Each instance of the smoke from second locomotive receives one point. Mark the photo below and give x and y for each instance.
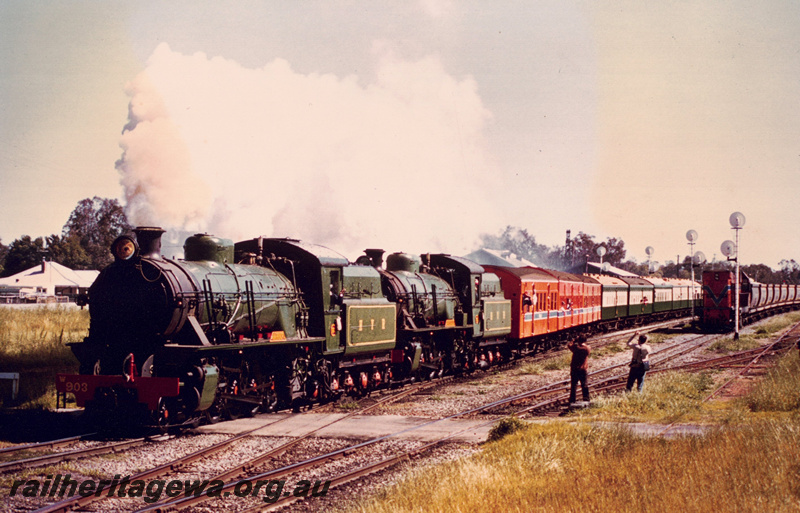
(398, 161)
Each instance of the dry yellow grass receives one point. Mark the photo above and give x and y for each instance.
(33, 343)
(748, 463)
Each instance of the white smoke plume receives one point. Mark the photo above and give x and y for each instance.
(400, 162)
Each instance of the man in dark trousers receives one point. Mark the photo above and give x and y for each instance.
(578, 367)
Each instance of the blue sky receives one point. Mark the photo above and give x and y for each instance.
(408, 125)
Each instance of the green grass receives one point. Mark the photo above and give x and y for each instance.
(567, 467)
(34, 344)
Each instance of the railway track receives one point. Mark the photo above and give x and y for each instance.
(76, 454)
(246, 470)
(51, 444)
(240, 469)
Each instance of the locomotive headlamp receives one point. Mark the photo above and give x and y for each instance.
(124, 248)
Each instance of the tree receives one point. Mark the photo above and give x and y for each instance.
(96, 222)
(23, 254)
(585, 247)
(517, 241)
(68, 251)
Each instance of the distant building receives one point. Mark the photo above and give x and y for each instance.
(48, 280)
(500, 258)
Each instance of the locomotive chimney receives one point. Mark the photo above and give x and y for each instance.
(149, 240)
(375, 257)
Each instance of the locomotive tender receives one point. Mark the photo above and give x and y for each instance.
(268, 323)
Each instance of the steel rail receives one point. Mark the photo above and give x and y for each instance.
(72, 503)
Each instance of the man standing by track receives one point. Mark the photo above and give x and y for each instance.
(578, 368)
(640, 361)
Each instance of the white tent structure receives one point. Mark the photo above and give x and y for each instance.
(49, 280)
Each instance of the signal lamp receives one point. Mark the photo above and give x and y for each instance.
(124, 248)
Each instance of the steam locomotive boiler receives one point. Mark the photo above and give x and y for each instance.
(202, 336)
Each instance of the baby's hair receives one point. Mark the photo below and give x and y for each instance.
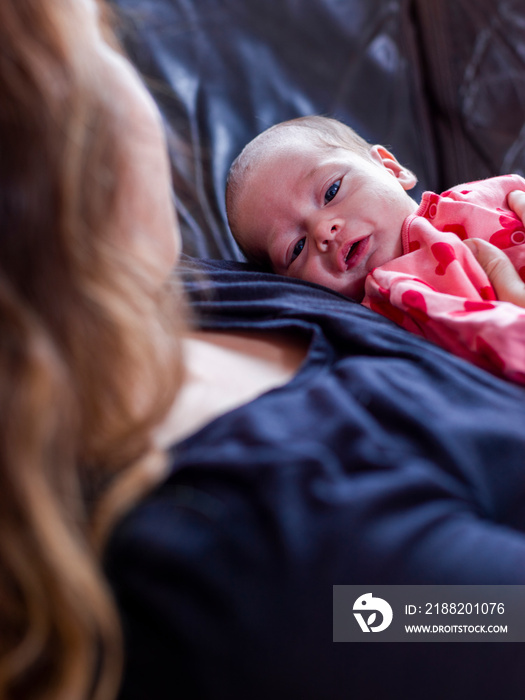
(330, 133)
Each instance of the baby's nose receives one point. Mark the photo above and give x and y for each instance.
(324, 232)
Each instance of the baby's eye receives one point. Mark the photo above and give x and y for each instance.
(332, 191)
(297, 249)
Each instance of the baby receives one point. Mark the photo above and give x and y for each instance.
(309, 198)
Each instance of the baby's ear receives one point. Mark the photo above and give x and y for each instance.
(406, 177)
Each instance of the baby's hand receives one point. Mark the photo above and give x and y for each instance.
(507, 283)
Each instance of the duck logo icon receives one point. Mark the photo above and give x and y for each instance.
(367, 603)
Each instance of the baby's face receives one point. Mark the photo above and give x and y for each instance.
(326, 215)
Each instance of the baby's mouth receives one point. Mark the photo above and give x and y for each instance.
(353, 254)
(351, 251)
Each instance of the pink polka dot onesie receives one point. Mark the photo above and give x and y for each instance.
(438, 290)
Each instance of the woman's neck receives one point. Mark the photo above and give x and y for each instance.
(225, 370)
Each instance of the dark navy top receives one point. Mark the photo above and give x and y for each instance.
(385, 460)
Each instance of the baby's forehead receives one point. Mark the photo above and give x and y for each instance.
(282, 149)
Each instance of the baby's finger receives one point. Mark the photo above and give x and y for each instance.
(507, 284)
(516, 201)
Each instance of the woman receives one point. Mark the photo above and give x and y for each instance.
(92, 347)
(89, 363)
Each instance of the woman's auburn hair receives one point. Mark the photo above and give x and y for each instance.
(89, 356)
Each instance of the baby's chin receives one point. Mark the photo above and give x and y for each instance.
(356, 292)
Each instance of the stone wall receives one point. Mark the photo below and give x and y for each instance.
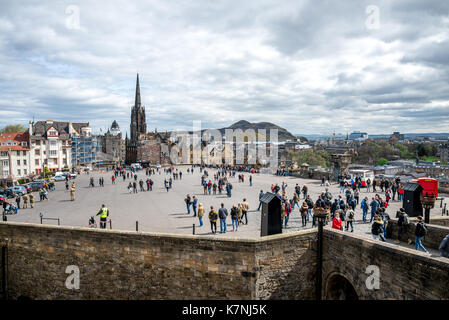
(131, 265)
(286, 266)
(404, 273)
(435, 233)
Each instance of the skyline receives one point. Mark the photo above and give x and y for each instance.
(259, 61)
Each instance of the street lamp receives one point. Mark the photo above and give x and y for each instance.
(320, 214)
(428, 203)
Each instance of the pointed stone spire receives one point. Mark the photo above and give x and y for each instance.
(137, 103)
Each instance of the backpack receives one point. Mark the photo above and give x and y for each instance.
(405, 221)
(422, 230)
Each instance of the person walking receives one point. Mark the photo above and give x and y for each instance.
(72, 192)
(337, 223)
(234, 218)
(222, 214)
(194, 205)
(213, 216)
(188, 202)
(31, 200)
(104, 214)
(350, 219)
(245, 208)
(200, 213)
(304, 209)
(444, 247)
(420, 232)
(377, 228)
(260, 200)
(402, 225)
(25, 201)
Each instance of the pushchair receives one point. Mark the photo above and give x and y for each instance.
(10, 209)
(92, 223)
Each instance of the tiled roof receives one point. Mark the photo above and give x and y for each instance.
(41, 127)
(14, 137)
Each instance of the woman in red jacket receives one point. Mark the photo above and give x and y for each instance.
(336, 222)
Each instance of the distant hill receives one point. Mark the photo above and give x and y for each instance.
(283, 134)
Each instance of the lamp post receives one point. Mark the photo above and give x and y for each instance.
(428, 203)
(321, 217)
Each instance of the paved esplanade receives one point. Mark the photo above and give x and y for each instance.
(162, 211)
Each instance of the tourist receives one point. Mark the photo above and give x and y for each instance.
(374, 206)
(245, 208)
(213, 216)
(288, 210)
(420, 232)
(200, 213)
(261, 194)
(403, 223)
(304, 212)
(337, 222)
(444, 247)
(350, 218)
(31, 200)
(188, 202)
(377, 228)
(234, 218)
(222, 214)
(365, 208)
(194, 205)
(104, 214)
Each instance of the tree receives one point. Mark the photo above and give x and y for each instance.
(382, 162)
(13, 128)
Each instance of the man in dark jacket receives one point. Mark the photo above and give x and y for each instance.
(444, 247)
(420, 232)
(222, 214)
(402, 225)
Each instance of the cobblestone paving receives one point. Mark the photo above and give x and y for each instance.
(165, 212)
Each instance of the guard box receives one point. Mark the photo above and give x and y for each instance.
(271, 215)
(412, 202)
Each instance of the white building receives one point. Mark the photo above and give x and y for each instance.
(14, 157)
(51, 146)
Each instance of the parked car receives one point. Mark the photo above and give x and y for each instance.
(60, 177)
(20, 190)
(7, 193)
(26, 186)
(37, 185)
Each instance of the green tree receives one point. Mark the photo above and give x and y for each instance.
(382, 162)
(13, 128)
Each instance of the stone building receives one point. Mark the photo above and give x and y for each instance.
(138, 126)
(14, 157)
(51, 144)
(113, 144)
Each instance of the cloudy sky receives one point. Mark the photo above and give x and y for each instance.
(308, 66)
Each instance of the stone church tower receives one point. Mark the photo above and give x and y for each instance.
(138, 126)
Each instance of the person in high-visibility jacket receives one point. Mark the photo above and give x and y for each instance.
(104, 214)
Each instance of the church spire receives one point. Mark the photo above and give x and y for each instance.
(137, 103)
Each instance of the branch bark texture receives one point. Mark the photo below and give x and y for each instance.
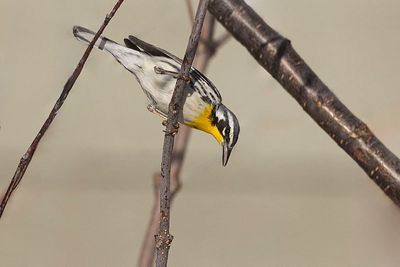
(27, 157)
(164, 238)
(276, 54)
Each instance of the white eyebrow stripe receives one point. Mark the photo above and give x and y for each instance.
(230, 119)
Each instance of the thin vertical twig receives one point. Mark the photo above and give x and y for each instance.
(276, 55)
(27, 157)
(164, 238)
(203, 56)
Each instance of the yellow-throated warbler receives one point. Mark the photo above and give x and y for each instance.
(156, 70)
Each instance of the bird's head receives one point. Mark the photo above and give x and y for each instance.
(228, 127)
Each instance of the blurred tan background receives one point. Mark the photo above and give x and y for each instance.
(288, 197)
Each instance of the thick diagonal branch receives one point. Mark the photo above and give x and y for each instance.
(277, 56)
(27, 157)
(164, 238)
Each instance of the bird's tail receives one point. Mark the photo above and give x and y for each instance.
(86, 36)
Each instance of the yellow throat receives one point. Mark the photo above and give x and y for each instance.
(203, 122)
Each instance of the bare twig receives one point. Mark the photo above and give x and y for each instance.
(164, 239)
(27, 157)
(277, 56)
(203, 56)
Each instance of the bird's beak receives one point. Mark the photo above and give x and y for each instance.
(226, 152)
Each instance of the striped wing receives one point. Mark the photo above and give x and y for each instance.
(200, 83)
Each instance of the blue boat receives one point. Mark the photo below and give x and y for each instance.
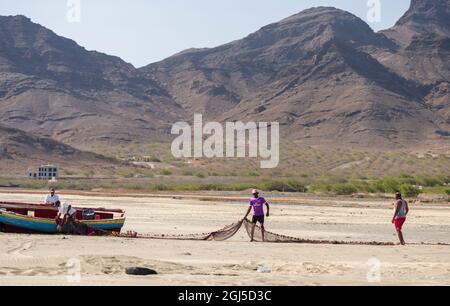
(32, 218)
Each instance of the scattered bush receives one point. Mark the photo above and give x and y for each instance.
(409, 190)
(344, 189)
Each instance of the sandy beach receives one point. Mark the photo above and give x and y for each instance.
(69, 260)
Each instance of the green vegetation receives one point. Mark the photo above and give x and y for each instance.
(333, 185)
(333, 171)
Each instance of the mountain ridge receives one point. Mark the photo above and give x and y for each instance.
(323, 73)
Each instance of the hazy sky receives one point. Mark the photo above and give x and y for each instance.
(145, 31)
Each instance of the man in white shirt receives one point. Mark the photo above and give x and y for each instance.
(66, 215)
(51, 198)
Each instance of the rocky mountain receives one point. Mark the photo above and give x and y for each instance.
(51, 86)
(20, 150)
(324, 74)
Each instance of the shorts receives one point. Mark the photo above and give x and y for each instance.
(399, 223)
(257, 219)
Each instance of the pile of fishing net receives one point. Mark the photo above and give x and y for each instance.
(231, 230)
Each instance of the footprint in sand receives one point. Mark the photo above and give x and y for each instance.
(17, 251)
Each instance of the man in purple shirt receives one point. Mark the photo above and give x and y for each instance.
(257, 203)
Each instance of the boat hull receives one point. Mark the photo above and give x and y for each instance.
(11, 222)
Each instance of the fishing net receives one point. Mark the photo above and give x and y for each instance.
(231, 230)
(276, 238)
(220, 235)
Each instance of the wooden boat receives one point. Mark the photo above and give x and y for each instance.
(40, 218)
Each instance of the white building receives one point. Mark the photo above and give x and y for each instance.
(45, 172)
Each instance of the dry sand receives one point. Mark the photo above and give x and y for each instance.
(54, 260)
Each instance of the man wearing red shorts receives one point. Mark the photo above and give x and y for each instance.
(400, 214)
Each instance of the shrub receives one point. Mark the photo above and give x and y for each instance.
(166, 172)
(409, 190)
(344, 189)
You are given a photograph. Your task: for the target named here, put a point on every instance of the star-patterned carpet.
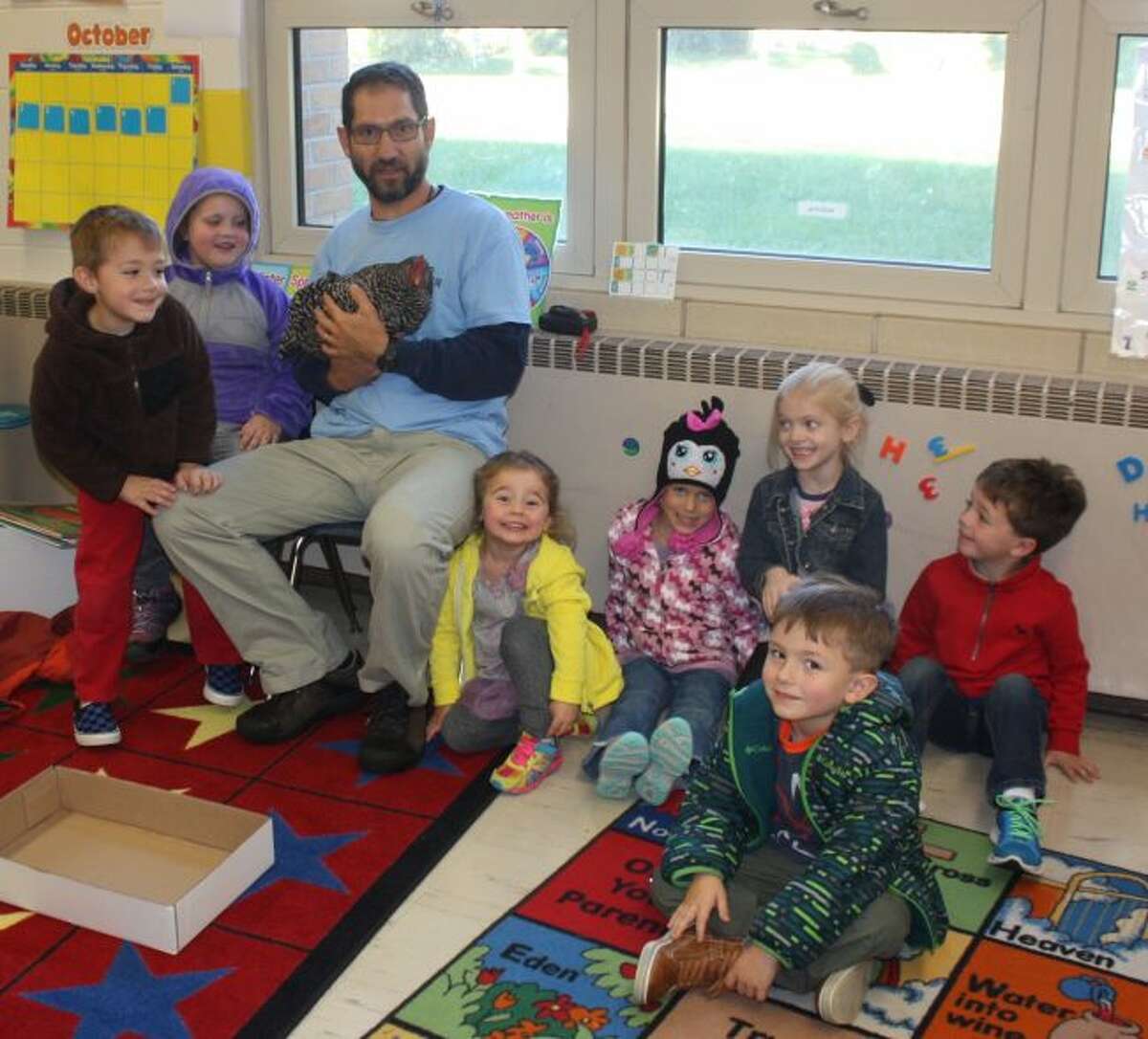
(349, 848)
(1063, 956)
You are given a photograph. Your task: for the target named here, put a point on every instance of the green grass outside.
(899, 210)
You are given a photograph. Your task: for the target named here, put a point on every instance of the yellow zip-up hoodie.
(585, 669)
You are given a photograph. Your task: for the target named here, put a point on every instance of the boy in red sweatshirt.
(990, 652)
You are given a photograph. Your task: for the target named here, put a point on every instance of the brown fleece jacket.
(109, 407)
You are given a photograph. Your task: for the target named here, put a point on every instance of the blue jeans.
(1005, 724)
(697, 696)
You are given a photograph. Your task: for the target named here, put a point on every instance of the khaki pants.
(412, 491)
(877, 934)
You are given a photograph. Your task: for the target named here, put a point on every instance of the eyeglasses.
(401, 131)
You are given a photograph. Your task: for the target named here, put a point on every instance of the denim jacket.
(847, 537)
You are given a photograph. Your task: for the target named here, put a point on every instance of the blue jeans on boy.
(1005, 723)
(649, 689)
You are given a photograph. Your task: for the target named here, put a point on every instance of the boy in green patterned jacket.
(798, 844)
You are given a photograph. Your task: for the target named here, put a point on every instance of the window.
(1119, 150)
(1113, 33)
(502, 95)
(775, 136)
(866, 146)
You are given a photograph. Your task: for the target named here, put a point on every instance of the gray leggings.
(525, 649)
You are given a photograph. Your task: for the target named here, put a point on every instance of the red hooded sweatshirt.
(981, 630)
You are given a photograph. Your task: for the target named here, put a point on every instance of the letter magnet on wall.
(1131, 468)
(894, 449)
(942, 453)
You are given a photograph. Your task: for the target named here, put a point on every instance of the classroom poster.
(93, 129)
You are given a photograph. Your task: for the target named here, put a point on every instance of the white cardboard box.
(130, 860)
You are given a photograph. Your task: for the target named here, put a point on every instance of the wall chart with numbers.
(93, 129)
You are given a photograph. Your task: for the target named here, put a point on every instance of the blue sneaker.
(95, 724)
(224, 684)
(625, 758)
(1016, 835)
(671, 752)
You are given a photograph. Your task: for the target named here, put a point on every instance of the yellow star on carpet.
(211, 721)
(10, 919)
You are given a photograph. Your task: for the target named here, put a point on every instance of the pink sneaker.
(528, 764)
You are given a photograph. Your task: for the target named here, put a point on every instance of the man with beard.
(406, 424)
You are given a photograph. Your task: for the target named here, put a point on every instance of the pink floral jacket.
(687, 609)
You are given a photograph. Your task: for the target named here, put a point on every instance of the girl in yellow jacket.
(515, 654)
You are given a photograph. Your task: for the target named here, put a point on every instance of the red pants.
(109, 541)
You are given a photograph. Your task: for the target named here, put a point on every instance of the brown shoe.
(842, 994)
(682, 962)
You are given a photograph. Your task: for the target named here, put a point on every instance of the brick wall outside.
(327, 177)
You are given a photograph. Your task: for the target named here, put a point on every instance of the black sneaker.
(395, 735)
(291, 713)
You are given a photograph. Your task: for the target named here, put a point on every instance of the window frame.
(1002, 286)
(1103, 22)
(290, 236)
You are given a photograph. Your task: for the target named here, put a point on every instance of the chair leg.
(339, 577)
(296, 558)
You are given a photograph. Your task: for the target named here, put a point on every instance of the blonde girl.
(515, 655)
(815, 512)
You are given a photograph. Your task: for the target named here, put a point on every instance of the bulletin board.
(95, 129)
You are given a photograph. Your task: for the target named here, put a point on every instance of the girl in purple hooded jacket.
(212, 230)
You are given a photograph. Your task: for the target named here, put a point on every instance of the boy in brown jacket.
(123, 407)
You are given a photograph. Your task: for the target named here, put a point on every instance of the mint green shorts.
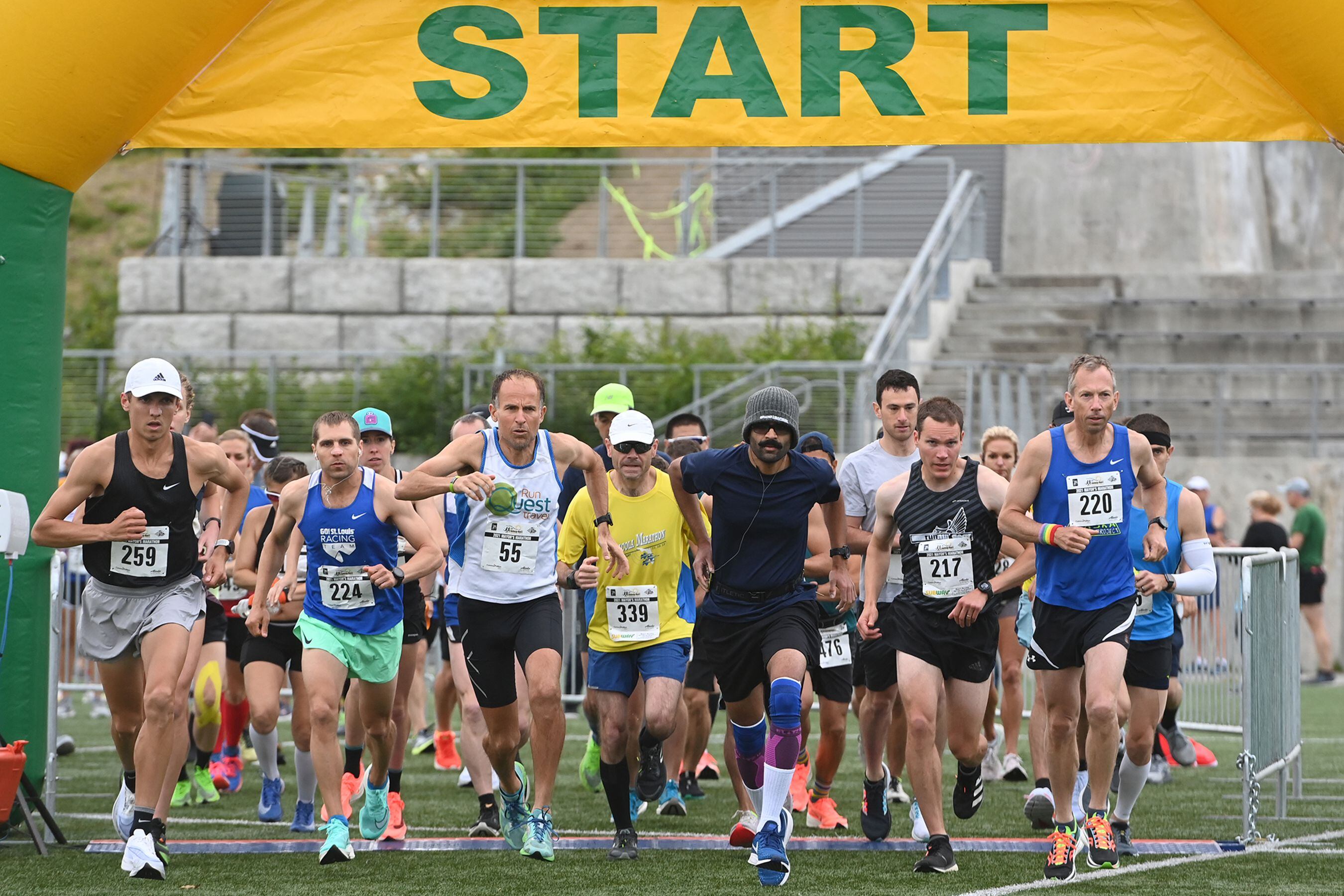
============================================================
- _Task directions_
The line containing "pink floral jacket." and every line after it, through the end of the data, are to be output exactly. Omit the pictures.

- _Exercise answer_
You are given a photograph. Your task: for the target named here, put a point on every instance of the pink floral jacket.
(687, 609)
You are given a photograph. Your task: for the target named here, put a point on every instance of the girl in yellow jacket.
(515, 654)
You are given a photograph. Your task: for the target named here, put a point on every instance of the red pants.
(109, 541)
You are given a photograph. Your task: for the target named here, put a point on every instance of the brown shoe.
(842, 994)
(682, 962)
You are given a photograph. Your task: for the target named here, put a point on every instance of the brick wall outside.
(327, 177)
You are given a photograph. Your task: for the target named here, put a point on every instance of the black sneaker.
(395, 735)
(291, 713)
You are given a photograph. Your task: for the target named here, put a point on every instance of the window frame.
(1002, 286)
(1103, 22)
(290, 236)
You are given a photograph. Your task: for the target named here, put a point on every instance of the chair leg.
(339, 577)
(296, 558)
You are given a photograph. Your task: for the target named here, put a point on every instance of the blonde girl.
(515, 655)
(815, 512)
You are given a photograph. Your task: for the target named here, put a point on every instance of the bulletin board.
(95, 129)
You are given a photograph. Your task: for the target named here, put a point on every instance of the girl in purple hooded jacket.
(212, 230)
You are given a photograph. Your task: for the target named here, put a point on every instance of the boy in brown jacket.
(123, 407)
You are given a photograph. Your task: for the target named here, put a point on every instance of the mint green shorts.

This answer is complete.